[Dataset entries]
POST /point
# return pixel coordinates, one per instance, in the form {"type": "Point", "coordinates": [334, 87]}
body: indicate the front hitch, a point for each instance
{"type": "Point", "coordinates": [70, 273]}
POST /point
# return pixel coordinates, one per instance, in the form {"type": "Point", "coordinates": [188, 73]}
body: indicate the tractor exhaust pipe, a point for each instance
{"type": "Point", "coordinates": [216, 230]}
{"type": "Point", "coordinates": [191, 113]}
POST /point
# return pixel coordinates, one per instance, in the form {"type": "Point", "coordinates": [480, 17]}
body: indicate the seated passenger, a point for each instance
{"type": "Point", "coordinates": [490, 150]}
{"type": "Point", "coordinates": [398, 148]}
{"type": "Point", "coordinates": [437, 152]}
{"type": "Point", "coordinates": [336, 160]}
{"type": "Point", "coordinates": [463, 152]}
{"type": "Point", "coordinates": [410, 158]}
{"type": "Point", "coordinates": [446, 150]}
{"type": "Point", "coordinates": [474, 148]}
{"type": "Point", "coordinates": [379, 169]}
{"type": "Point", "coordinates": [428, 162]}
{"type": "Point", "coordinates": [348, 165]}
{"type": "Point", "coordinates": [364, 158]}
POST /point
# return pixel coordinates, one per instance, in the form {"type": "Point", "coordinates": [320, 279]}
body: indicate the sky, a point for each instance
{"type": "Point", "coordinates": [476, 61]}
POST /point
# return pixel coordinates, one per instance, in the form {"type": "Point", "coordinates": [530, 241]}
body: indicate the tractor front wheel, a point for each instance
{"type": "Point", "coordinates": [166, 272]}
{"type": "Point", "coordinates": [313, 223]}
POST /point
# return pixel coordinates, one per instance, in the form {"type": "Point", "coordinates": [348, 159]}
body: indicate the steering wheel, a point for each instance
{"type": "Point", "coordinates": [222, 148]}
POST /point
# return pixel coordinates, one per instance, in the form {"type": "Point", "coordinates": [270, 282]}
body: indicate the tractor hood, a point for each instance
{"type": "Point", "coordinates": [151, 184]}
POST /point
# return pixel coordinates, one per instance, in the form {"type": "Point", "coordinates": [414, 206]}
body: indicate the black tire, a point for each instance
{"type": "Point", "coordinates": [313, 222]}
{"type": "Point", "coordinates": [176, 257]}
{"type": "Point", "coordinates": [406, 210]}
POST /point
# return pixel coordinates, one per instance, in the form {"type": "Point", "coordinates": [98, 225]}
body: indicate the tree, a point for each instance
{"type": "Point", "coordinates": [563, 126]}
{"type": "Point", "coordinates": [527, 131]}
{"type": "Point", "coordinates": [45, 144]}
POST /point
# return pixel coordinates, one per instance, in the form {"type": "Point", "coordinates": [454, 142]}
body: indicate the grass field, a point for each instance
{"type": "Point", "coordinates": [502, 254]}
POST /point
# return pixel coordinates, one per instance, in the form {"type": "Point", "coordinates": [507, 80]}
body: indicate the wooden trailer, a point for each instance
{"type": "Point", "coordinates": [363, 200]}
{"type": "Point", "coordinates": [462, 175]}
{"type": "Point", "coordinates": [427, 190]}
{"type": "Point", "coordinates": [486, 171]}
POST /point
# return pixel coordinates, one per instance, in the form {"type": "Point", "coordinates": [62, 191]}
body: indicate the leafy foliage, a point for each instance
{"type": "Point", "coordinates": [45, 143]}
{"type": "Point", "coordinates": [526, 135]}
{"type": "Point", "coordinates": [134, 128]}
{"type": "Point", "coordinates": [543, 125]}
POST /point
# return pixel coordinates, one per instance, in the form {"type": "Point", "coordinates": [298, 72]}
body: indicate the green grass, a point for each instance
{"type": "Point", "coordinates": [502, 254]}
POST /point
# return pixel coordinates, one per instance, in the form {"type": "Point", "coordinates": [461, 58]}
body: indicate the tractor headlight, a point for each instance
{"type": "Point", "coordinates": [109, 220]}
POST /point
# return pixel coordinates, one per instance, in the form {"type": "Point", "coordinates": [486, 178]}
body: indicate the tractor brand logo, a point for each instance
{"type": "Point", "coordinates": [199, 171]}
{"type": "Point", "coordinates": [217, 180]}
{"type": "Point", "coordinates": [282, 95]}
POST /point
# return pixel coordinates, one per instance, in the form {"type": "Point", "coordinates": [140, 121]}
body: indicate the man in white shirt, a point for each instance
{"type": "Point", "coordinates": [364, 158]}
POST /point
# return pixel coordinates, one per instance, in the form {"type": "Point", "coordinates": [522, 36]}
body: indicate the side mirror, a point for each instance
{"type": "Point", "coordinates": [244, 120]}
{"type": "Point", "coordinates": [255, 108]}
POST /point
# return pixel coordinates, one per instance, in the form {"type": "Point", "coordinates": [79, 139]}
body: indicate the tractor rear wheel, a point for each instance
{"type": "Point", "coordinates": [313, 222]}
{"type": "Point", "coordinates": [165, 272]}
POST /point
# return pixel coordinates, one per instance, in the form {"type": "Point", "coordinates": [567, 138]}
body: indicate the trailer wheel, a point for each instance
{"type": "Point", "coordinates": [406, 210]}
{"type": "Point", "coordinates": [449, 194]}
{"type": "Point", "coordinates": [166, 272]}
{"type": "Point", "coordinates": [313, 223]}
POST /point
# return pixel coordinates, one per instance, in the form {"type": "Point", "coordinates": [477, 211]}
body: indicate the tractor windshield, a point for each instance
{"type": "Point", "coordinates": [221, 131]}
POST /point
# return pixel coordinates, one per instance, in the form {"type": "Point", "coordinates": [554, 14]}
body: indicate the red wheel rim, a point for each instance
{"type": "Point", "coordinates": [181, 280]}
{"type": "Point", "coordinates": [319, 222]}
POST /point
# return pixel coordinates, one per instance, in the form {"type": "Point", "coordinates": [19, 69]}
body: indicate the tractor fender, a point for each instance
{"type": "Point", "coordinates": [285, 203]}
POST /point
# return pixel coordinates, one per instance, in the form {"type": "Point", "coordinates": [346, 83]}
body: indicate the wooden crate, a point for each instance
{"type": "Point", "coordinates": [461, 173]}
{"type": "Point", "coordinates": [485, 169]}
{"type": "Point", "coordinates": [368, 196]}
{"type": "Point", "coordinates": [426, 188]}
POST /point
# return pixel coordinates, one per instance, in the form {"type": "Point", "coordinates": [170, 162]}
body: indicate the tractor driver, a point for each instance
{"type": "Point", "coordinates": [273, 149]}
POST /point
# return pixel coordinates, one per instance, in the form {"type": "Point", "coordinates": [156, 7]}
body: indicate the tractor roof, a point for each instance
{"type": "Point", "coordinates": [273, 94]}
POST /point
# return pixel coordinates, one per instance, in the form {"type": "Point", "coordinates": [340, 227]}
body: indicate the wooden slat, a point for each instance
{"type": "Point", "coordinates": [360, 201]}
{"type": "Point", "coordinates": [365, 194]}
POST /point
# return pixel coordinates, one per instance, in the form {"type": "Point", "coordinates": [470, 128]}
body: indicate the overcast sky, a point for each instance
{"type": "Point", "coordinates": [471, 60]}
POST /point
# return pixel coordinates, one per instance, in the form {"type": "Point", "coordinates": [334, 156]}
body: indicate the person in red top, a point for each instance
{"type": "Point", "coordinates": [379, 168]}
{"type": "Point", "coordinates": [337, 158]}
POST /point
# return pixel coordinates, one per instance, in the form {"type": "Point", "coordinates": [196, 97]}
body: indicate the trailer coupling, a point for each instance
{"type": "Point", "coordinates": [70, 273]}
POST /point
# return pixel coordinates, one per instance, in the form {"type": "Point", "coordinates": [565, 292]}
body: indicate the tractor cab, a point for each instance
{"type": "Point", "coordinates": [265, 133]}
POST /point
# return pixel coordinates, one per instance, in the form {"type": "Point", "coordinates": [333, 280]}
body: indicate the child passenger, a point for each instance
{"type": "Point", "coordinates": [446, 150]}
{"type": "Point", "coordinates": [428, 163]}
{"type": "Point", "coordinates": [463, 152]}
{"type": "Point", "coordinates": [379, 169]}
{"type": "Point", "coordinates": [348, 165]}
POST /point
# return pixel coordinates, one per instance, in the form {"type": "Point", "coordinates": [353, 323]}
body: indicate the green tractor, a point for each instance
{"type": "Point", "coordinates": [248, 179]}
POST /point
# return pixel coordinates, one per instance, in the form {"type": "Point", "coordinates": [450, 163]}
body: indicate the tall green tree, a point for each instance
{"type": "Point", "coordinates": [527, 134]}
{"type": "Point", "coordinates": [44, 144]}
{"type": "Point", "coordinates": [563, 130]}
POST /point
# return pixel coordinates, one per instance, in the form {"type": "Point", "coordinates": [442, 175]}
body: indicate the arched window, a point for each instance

▶ **Required work**
Filter the lines above down to those that contain the string "grass" and copy each one unchanged.

▶ **Result of the exercise**
body: indicate the grass field, a point for each instance
body: indicate the green grass, a point for each instance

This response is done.